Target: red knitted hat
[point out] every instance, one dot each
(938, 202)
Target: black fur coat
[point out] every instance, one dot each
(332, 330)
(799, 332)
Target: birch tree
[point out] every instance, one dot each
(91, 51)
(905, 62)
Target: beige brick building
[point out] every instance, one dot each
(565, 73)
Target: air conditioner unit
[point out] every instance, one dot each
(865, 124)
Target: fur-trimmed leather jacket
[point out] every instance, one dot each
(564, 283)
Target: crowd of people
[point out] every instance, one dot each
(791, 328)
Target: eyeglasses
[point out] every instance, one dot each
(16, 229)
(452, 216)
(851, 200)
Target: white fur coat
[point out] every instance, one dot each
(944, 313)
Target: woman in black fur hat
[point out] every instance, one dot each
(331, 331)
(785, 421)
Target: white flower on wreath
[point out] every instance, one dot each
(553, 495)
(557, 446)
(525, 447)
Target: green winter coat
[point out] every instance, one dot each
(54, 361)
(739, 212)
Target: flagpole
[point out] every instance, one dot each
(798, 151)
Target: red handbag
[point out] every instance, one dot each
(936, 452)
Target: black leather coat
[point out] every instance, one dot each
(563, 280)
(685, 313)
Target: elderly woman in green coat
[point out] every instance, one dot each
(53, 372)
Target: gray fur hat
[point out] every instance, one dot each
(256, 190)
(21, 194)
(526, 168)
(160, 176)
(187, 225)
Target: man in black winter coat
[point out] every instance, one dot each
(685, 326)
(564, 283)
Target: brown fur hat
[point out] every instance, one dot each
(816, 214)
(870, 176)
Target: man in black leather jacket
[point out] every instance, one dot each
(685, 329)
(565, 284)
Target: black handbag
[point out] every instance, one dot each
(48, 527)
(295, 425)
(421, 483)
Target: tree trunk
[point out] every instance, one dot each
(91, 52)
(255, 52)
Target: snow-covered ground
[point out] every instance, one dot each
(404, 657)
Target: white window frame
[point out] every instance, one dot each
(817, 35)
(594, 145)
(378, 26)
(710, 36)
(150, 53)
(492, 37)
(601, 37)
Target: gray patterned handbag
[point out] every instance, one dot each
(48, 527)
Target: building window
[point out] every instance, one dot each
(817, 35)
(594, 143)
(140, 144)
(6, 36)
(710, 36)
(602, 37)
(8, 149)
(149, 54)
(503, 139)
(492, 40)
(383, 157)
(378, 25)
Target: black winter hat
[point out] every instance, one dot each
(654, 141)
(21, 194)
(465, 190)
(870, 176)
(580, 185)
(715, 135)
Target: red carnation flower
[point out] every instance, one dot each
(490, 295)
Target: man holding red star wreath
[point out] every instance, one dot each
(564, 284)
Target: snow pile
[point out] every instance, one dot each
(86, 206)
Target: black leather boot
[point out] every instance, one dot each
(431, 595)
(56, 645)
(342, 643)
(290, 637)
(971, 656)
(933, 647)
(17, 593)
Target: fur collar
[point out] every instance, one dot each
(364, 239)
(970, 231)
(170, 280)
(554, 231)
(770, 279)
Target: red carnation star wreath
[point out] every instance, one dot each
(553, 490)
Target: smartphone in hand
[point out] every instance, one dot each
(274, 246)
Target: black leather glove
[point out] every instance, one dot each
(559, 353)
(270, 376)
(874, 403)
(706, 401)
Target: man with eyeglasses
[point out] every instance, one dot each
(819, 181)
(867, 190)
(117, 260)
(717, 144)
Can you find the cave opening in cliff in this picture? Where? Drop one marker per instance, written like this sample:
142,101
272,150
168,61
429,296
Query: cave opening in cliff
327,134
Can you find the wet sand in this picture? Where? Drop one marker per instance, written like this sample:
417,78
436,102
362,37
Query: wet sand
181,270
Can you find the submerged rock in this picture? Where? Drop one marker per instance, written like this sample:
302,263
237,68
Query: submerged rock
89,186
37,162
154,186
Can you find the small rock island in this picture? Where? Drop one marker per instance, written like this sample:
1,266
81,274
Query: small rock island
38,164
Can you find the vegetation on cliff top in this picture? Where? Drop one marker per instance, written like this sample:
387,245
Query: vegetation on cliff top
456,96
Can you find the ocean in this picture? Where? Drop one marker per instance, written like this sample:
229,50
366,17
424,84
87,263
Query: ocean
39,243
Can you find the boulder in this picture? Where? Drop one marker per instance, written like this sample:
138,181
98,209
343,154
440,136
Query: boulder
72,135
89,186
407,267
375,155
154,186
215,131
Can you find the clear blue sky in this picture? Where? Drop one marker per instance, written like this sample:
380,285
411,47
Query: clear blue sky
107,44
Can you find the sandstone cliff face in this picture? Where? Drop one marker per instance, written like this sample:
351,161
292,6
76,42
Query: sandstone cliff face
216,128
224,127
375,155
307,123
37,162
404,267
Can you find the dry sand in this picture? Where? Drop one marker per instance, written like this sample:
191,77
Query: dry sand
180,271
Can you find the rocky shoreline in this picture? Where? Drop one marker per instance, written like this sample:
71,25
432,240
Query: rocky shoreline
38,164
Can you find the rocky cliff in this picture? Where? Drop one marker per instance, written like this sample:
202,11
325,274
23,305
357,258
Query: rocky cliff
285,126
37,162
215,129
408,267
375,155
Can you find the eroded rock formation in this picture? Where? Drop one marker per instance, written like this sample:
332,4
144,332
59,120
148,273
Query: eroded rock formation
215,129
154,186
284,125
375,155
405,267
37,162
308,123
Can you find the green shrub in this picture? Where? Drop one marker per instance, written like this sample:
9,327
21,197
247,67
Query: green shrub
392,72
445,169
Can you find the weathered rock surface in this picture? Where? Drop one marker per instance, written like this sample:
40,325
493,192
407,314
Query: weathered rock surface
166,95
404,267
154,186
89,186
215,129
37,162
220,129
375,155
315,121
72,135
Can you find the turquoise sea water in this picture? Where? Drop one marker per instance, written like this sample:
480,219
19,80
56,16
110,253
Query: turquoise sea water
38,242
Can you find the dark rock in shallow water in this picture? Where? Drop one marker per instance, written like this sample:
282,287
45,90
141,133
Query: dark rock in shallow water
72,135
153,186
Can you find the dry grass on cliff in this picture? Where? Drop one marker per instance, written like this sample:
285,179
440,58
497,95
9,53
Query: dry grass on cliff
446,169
■ ■ ■ ■
[PROBLEM TO SOLVE] Please copy out every entry word for word.

[SOLUTION TO THE PROBLEM]
Target: red knitted hat
[point out] every instance, one dot each
(938, 202)
Target: black fur coat
[point out] every instance, one dot each
(332, 330)
(799, 332)
Target: birch tree
[point out] every instance, one dot each
(91, 51)
(905, 62)
Target: beige brick building
[point out] every instance, one dot each
(565, 73)
Target: air conditioner unit
[point out] every instance, one dot each
(865, 124)
Target: fur-trimmed leather jacket
[point out] every instance, one dot each
(564, 283)
Target: crowd of people
[point out] every instance, one dot each
(791, 328)
Target: eyeglasses
[point out] every instance, one dot each
(16, 229)
(452, 216)
(851, 200)
Target: white fur coat
[point out] every instance, one dot each
(944, 313)
Target: woman in black fur hat
[point out] every instance, one dot each
(331, 331)
(785, 421)
Target: white flower on wreath
[point out] every instance, one dot each
(553, 495)
(557, 446)
(525, 447)
Target: green winter coat
[point out] every instance, one dot each
(54, 361)
(739, 212)
Target: flagpole
[point out] every instance, one dot each
(798, 151)
Target: red handbag
[point out] every instance, one dot each
(936, 452)
Target: black leather coat
[point out] every instance, one dot each
(563, 280)
(685, 313)
Target: elderly woman in green coat
[point out] every instance, one dot each
(53, 372)
Target: gray fur hat
[point out] every instance, one dot each
(256, 190)
(21, 194)
(526, 168)
(160, 176)
(187, 225)
Target: man in black winter coat
[point out] every instance, one dot each
(685, 326)
(564, 283)
Target: brown fur hat
[point out] every instance, one dot each
(816, 214)
(870, 176)
Target: man in black leather jacket
[point out] every instance, one dot each
(685, 329)
(565, 284)
Target: black handbag
[point out] every instance, one dot each
(48, 527)
(295, 425)
(421, 483)
Target: tree trunk
[point out] every instance, one dot each
(91, 52)
(255, 52)
Target: snow-covered ground
[point out] every instance, one dot each
(404, 657)
Target: white window frame
[point out] every instance, one dot each
(817, 35)
(594, 145)
(378, 26)
(710, 36)
(150, 53)
(492, 37)
(601, 37)
Target: gray patterned handbag
[point out] every instance, one dot each
(48, 527)
Target: building window
[point out] every instance, one dot each
(817, 35)
(594, 143)
(140, 144)
(6, 36)
(710, 36)
(602, 37)
(8, 149)
(149, 54)
(503, 139)
(492, 40)
(383, 157)
(378, 25)
Target: black winter hat
[point out] every instance, one dot each
(654, 141)
(21, 194)
(465, 190)
(870, 176)
(580, 185)
(715, 135)
Target: red carnation flower
[point out] every instance, one dot each
(490, 295)
Target: man holding red star wreath
[point out] every instance, one dot each
(564, 284)
Target: snow pile
[point out] every instance, one dot each
(86, 206)
Target: black leather boot
[point out] every instance, one dot each
(431, 595)
(56, 645)
(342, 643)
(290, 637)
(971, 656)
(933, 647)
(17, 593)
Target: fur collar
[point out] every instance, one dot each
(364, 239)
(970, 231)
(170, 280)
(554, 231)
(770, 279)
Target: red carnation star wreath
[point out] every instance, one dot each
(553, 490)
Target: smartphone in hand
[point out] every instance, one dot each
(274, 246)
Target: black leather glove
[point out] every instance, one dot each
(559, 353)
(270, 376)
(874, 403)
(706, 401)
Target: man with eyeglasses
[point out] every instance, one dot each
(819, 181)
(867, 190)
(117, 260)
(717, 144)
Can you find the cave opening in cliff in this picture? Where? Drop one marker per instance, written like this sample:
142,101
272,150
168,61
429,296
Query: cave opening in cliff
327,134
Can you find the wet sand in this picture? Where? Drop one marker per instance, written like this sample:
417,78
436,102
362,37
Query: wet sand
181,270
Can you find the submerged rock in this picture? Where? Drop one marker per instance, written like this sample:
302,263
237,68
Query: submerged rock
89,186
37,162
154,186
Can you find the small rock island in this picture? Where? Drop one marker per instance, written like this sample:
1,266
81,274
Query: small rock island
38,164
Can you find the vegetation on cliff top in this picture? Where? Drop one marker per instance, written like this sample:
387,245
Query: vegetation on cliff top
456,96
Can you find the ocean in this picture? Where? Drop one marker per instance, written like this sample:
229,50
366,17
424,84
87,263
Query: ocean
39,243
Can you find the boulder in this picture? Where? Drop one marker per instance, written like this sample:
138,181
98,209
343,154
440,136
Query: boulder
72,135
89,186
407,267
375,155
154,186
215,131
Can you find the clear blue sky in this picture? Where? Drop one marker per instance, written like this sample:
380,285
411,47
Query: clear blue sky
107,44
Can you find the sandstone cliff face in this picture? Where? Drop one marker per instance, written like this sample:
351,161
292,6
76,42
Query: sandstone cliff face
216,128
224,127
375,155
307,123
37,162
404,267
Can you find the dry sand in this picture? Where? Drop one marker per instance, written like this sample:
191,77
Query: dry sand
180,271
Can you find the rocky shoreline in this picture? Where? Drop one marker per instance, written like this sample:
71,25
432,240
Query: rocky shoreline
38,164
Can you find the rocky cliff in this picture? Where? Drop one marker per instance, written like this sample:
202,11
325,274
23,305
357,258
Query: rocky cliff
285,126
37,162
215,129
408,267
375,155
Can you find the eroded rock formation in this picture? Where? Drop one marker per instance, written like this sample:
332,4
144,332
59,120
148,273
Query: eroded rock formation
215,129
154,186
284,125
375,155
405,267
37,162
308,123
Can you find the green shrub in this picture? Where? Drop one marker per instance, written like this sample:
9,327
21,197
247,67
Query: green shrub
392,72
445,169
Can you find the weathered rock surface in this picture? Where? Drop one marker per instance, written like this sample:
40,325
493,192
407,314
Query: weathered rock surface
166,95
404,267
154,186
89,186
215,129
37,162
220,129
375,155
315,121
72,135
Can you find the turquoise sea water in this picture? Where? Drop one marker per instance, written like this sample:
480,219
19,80
56,16
110,253
Query: turquoise sea water
38,242
Can you find the dark rock in shallow water in this picture? Where? Drop one marker per instance, written like this sample:
282,287
45,90
141,133
Query: dark rock in shallow water
72,135
153,186
Can you find the dry grass on cliff in this picture? Where? Drop one marker per instance, written like this sample:
285,179
440,58
497,95
9,53
Query: dry grass on cliff
446,169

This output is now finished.